* Task directions: Read the data that follows. Then repeat it exactly.

* Data supplied:
# # # #
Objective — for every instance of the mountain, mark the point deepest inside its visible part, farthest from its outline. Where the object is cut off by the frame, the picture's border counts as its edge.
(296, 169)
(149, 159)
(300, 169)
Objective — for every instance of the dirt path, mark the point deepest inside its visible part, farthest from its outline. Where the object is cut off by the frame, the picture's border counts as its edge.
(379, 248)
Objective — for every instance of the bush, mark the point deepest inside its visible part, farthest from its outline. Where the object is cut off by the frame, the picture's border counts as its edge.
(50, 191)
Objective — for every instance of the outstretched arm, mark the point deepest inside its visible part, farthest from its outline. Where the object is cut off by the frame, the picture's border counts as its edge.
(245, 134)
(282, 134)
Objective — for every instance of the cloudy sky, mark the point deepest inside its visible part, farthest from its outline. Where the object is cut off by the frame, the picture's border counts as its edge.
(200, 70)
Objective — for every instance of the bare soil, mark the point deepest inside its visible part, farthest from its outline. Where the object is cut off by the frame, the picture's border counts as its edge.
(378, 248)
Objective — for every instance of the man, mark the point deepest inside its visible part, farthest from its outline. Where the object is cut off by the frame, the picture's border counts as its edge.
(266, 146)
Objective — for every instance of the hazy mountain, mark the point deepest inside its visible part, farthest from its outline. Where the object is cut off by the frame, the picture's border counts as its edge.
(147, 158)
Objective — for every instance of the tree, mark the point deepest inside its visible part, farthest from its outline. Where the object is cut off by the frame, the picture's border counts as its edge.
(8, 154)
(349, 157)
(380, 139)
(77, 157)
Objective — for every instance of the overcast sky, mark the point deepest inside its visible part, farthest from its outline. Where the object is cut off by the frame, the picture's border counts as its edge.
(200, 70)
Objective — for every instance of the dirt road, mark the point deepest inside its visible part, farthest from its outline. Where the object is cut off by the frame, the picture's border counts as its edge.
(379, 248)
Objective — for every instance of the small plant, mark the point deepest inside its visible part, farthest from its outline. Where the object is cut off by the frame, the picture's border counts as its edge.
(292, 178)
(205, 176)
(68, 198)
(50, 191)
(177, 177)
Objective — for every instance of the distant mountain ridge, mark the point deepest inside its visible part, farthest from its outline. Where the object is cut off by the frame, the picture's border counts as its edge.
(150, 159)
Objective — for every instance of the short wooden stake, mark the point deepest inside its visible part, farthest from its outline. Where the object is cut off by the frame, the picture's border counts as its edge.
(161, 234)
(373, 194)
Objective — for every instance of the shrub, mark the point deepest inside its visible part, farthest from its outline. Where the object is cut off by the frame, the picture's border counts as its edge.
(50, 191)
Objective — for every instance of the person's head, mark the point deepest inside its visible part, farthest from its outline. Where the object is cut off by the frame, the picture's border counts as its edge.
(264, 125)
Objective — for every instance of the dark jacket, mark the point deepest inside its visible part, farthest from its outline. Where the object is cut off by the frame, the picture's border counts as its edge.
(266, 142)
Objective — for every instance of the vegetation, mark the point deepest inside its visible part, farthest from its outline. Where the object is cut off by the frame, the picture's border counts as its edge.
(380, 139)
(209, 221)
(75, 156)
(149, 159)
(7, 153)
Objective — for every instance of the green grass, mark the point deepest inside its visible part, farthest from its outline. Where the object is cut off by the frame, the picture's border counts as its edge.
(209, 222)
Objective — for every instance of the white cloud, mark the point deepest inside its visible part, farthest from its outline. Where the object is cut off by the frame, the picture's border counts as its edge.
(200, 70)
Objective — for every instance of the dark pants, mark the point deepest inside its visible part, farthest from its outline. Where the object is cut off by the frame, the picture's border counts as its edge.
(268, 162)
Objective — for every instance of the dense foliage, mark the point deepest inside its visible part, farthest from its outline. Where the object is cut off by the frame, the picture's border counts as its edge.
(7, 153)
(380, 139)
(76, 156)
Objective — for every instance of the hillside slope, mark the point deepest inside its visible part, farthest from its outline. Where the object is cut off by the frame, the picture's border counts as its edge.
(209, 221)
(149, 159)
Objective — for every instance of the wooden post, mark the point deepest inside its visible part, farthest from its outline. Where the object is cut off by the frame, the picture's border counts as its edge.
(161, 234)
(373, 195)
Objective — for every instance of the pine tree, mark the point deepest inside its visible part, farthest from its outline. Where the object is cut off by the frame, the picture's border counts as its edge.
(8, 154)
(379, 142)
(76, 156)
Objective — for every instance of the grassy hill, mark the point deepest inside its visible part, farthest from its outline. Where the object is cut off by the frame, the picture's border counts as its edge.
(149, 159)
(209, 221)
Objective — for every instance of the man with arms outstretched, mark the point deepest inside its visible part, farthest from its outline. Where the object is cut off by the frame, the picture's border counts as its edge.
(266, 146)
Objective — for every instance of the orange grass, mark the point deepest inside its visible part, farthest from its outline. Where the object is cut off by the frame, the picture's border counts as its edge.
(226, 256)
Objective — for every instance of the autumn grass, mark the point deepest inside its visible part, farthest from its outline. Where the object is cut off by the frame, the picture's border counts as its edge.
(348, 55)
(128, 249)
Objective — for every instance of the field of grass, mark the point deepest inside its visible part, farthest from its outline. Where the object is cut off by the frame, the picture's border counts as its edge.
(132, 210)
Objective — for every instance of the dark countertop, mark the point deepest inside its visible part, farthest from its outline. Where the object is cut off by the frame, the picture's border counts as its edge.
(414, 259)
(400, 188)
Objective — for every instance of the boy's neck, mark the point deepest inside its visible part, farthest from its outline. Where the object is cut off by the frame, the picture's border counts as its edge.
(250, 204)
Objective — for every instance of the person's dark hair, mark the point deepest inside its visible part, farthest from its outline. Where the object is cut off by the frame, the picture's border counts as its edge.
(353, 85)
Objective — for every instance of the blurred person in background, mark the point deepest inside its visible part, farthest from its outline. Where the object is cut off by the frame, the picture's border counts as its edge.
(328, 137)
# # # #
* Reply to the task:
Objective — for every instance of the mountain, mark the point deepest inside its visible part, farthest from its outline. Where the object is cut off by the frame, the picture's border counts as its edge.
(296, 169)
(149, 159)
(300, 169)
Objective — for every instance of the dirt path, mark the point deepest inside its visible part, farthest from its outline. Where the object is cut off by the frame, the picture's border counts as its edge.
(379, 248)
Objective — for every instance of the bush, mark the point deepest inside its visible part, farthest from its outline. Where the object is cut off by the frame, the picture's border counts as its edge.
(50, 191)
Objective — for every instance of the outstretched arm, mark the point deepest inside its visible part, farthest from its outline. Where the object is cut off by the frame, the picture's border counts as its edge.
(245, 134)
(282, 134)
Objective — for every instance of the cloudy sky, mark the point deepest inside its visible part, farthest from its outline. Where the object is cut off by the frame, the picture's border counts as its edge.
(200, 70)
Objective — for every instance of the bare soil, mark the point deepest inside its visible part, farthest from its outline. Where the object is cut off by the frame, the picture's border counts as its edge.
(378, 248)
Objective — for every instance of the man, mark the point deepest inside its visible part, farthest from its outline. Where the object is cut off by the frame, the picture's border counts as its edge.
(266, 146)
Objective — for every instance of the hazy mountain, mark the point deepest inside its visible part, farthest from its outline. Where the object is cut off by the frame, the picture's border counts as its edge.
(147, 158)
Objective — for every instance of the tree, mark the point deepest inside its visible part, farthest from its outline. Where the object is cut off by the frame, the picture's border counts as its edge.
(8, 154)
(349, 157)
(380, 139)
(77, 157)
Objective — for every instance of the overcast sky, mark the point deepest inside its visible part, farthest from its outline. Where the object is cut off by the frame, the picture's border counts as its edge.
(200, 70)
Objective — for every instance of the dirt road, mark the point deepest inside its visible part, farthest from its outline. Where the object is cut off by the frame, the picture's border counts as its edge.
(379, 248)
Objective — for every instance of the small plant, mark the point deepest inside its visible part, farthest from its outline. Where the object is cut off by the frame, the picture's border counts as its edge.
(292, 178)
(205, 176)
(68, 198)
(50, 191)
(177, 177)
Objective — for every instance of the distant mountain ridge, mark the point deepest inside its visible part, farthest from its outline. Where the object is cut off by the frame, the picture's border counts as its edge.
(150, 159)
Objective — for every instance of the short wooden stake, mark the point deepest inside its visible part, farthest from its outline. Where the object is cut off by the frame, the picture's border counts as its edge.
(161, 234)
(373, 194)
Objective — for every instance of the shrub, mark the point deepest inside its visible part, farthest from its outline. Where the object is cut off by the frame, the picture's border counts as its edge.
(50, 191)
Objective — for every instance of the person's head, mark the point deepest inside its visible part, farthest from its outline. Where the object is cut off by the frame, the picture's border counts as its edge.
(264, 125)
Objective — for every instance of the dark jacket, mark the point deepest inside its visible part, farthest from its outline. Where the object is cut off by the frame, the picture's border counts as its edge.
(266, 142)
Objective — for every instance of the vegetation, mark the point deepest inside its visible part, farthest from its outline. Where the object is cut off by the frame, the picture's border counts as its edge.
(380, 139)
(209, 221)
(75, 156)
(149, 159)
(7, 153)
Objective — for every instance of the green grass, mark the point deepest inside its visible part, farthest from its outline. Where the object is cut off by the frame, the picture's border counts as its edge.
(209, 222)
Objective — for every instance of the white cloud, mark the point deepest inside its visible part, farthest from its outline. Where the object is cut off by the frame, the picture's border counts as its edge.
(200, 70)
Objective — for every instance of the dark pants, mark the point deepest inside its visible part, farthest from its outline. Where the object is cut off by the frame, the picture's border counts as its edge.
(268, 162)
Objective — for every instance of the dense foliage, mark the point deepest inside its visible part, farthest from its outline. Where the object is cut off by the frame, the picture's border counts as its edge.
(7, 153)
(380, 139)
(76, 156)
Objective — for every instance of the hillside slope, mark the point deepest inside its visible part, farthest from its outline. Where the object is cut off by the frame, the picture's border counts as its edge.
(209, 221)
(149, 159)
Objective — for every instance of the wooden post, mark the point deepest inside its visible part, farthest from its outline. Where the object is cut off by the frame, the picture's border counts as its edge.
(161, 234)
(373, 195)
Objective — for every instance of the pine tree, mark the point deepest inside its visible part, farthest from its outline. Where the object is cut off by the frame, the picture's border counts as its edge.
(8, 154)
(379, 142)
(76, 156)
Objective — for every instance of the grassy hill, mark the point deepest inside its visible part, farthest from its outline. Where the object is cut off by the frame, the picture's border counts as its edge.
(149, 159)
(209, 221)
Objective — for every instance of the man with arms outstretched, mark the point deepest inside its visible part, farthest from its outline. Where the object is cut off by the frame, the picture's border counts as its edge.
(266, 146)
Objective — for every instance of the orange grass, mark the point deepest inside its visible part, farthest from its outline. Where the object is cut off by the frame, the picture's border counts as its edge.
(226, 256)
Objective — for every instance of the autumn grass, mark the point deepest inside its visible part, farthest from its outline. Where the object is cut off by the frame, the picture's border counts as its edge.
(348, 55)
(128, 249)
Objective — for every instance of the field of grass, mark the point deepest inside its visible part, farthest from its outline. Where the object is cut off by the frame, the picture's border counts as its edge.
(132, 210)
Objective — for every instance of the dark countertop, mark the point deepest inside its visible part, farthest from its outline. Where the object is cut off by the frame, the picture's border counts as its edge.
(414, 259)
(400, 188)
Objective — for every instance of the boy's neck, mark the point deepest inside its visible part, farthest from its outline. Where the object is cut off by the frame, the picture's border counts as its edge.
(250, 204)
Objective — for every instance of the person's dark hair, mark the point deepest inside its visible part, farthest from its outline. Where the object is cut off by the frame, the picture's border counts as its edge.
(353, 85)
Objective — for every instance of the blurred person in background, mark the point deepest inside its visible part, farthest from its outline. Where the object is cut off by the frame, the picture's border counts as its edge.
(328, 137)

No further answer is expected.